━━ Data supplied ━━
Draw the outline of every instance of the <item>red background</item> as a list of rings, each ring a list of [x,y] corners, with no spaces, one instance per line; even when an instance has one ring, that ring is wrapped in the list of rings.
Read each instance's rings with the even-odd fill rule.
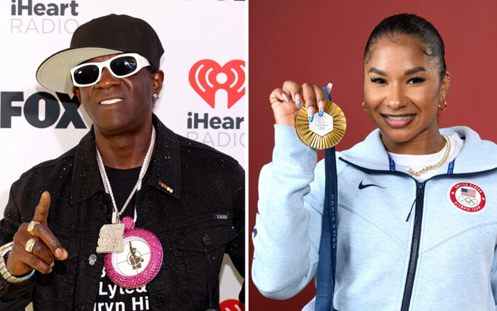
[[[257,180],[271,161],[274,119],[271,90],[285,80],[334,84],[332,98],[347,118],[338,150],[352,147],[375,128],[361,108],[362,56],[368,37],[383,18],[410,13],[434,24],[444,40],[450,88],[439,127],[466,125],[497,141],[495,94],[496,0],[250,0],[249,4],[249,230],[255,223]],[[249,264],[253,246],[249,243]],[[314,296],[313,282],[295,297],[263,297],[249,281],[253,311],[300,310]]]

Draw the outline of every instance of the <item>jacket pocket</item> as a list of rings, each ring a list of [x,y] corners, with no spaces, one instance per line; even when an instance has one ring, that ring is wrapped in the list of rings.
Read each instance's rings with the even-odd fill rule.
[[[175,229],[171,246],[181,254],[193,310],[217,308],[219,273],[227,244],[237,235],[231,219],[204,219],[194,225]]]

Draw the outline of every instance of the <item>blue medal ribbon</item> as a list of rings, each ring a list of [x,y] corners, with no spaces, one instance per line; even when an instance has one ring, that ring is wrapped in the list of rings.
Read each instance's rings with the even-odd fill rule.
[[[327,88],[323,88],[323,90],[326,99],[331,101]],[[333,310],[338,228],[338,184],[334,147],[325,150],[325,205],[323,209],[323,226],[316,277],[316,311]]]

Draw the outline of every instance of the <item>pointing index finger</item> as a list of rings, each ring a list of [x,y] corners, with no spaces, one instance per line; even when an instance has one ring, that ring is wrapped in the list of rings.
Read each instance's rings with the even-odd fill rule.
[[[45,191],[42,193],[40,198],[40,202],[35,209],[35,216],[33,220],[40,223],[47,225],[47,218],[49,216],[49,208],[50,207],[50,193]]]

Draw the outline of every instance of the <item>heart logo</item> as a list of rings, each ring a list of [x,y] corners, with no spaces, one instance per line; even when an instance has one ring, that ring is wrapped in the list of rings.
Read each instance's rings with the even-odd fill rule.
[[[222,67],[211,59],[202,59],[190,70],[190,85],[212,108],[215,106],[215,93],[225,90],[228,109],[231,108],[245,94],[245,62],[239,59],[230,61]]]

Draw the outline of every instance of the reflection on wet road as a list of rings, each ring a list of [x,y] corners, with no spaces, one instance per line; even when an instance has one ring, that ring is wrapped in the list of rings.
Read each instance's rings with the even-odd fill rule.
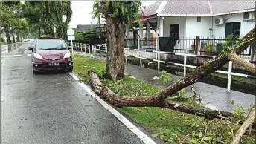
━━━
## Written instruction
Give every line of the records above as a JSON list of strings, one string per line, with blank lines and picture lines omitted.

## Written solution
[
  "Draw the outline of every instance of the <item>red background</item> as a list of rings, each ring a list of [x,y] corners, with no spaces, one instance per line; even when an instance has one ring, that ring is wrapped in the list of rings.",
  "Read each instance's rings with the even-odd fill rule.",
  "[[[257,180],[271,161],[274,119],[271,90],[285,80],[334,84],[332,98],[347,118],[338,150],[352,147],[375,128],[361,108],[362,56],[368,37],[383,18],[410,13],[434,24],[444,40],[450,88],[439,127],[466,125],[497,141],[495,94],[496,0],[250,0],[249,4],[249,230],[255,223]],[[249,264],[253,246],[249,243]],[[314,296],[313,282],[295,297],[263,297],[249,281],[253,311],[300,310]]]",
  "Draw the outline of every instance of the <item>jacket pocket</item> as a list of rings, each ring a list of [x,y] corners, with no spaces, one instance per line; even when an instance has one ring, that ring is wrapped in the list of rings.",
  "Read each instance's rings with the even-odd fill rule.",
  "[[[175,229],[171,246],[181,254],[193,310],[217,308],[219,273],[227,244],[237,235],[231,219],[204,219],[194,225]]]",
  "Draw the outline of every instance of the <item>blue medal ribbon</item> as a list of rings, each ring a list of [x,y] corners, with no spaces, one instance per line; even when an instance has one ring, that ring is wrapped in the list of rings.",
  "Read each instance's rings with the even-odd fill rule.",
  "[[[327,88],[323,88],[323,90],[326,99],[331,101]],[[333,310],[338,228],[338,184],[334,147],[325,150],[325,205],[323,209],[323,226],[316,277],[316,311]]]",
  "Draw the outline of every instance of the <item>pointing index finger</item> as a list of rings, each ring a list of [x,y] corners, with no spaces, one instance per line; even when an instance has one ring, that ring is wrapped in the list of rings.",
  "Read each instance's rings with the even-odd fill rule.",
  "[[[45,191],[42,193],[40,198],[40,202],[35,209],[35,216],[33,220],[40,223],[47,225],[47,218],[49,216],[49,208],[50,207],[50,193]]]",
  "Draw the outline of every instance of the <item>heart logo</item> as a list of rings, each ring a list of [x,y] corners, with no spaces, one instance per line; even when an instance has one ring, that ring is wrapped in the list of rings.",
  "Read each instance's rings with the even-odd fill rule.",
  "[[[222,67],[211,59],[202,59],[190,70],[190,85],[212,108],[215,106],[215,93],[225,90],[228,109],[231,108],[245,94],[245,62],[239,59],[230,61]]]",
  "Draw the outline of every instance of the reflection on wet road as a list of rings, each ring a list of [x,y] corners, with no spaces, one instance per line; even when an instance has one ring, that ring is wrapped in the list of rings.",
  "Read each instance's rings with the even-odd fill rule."
]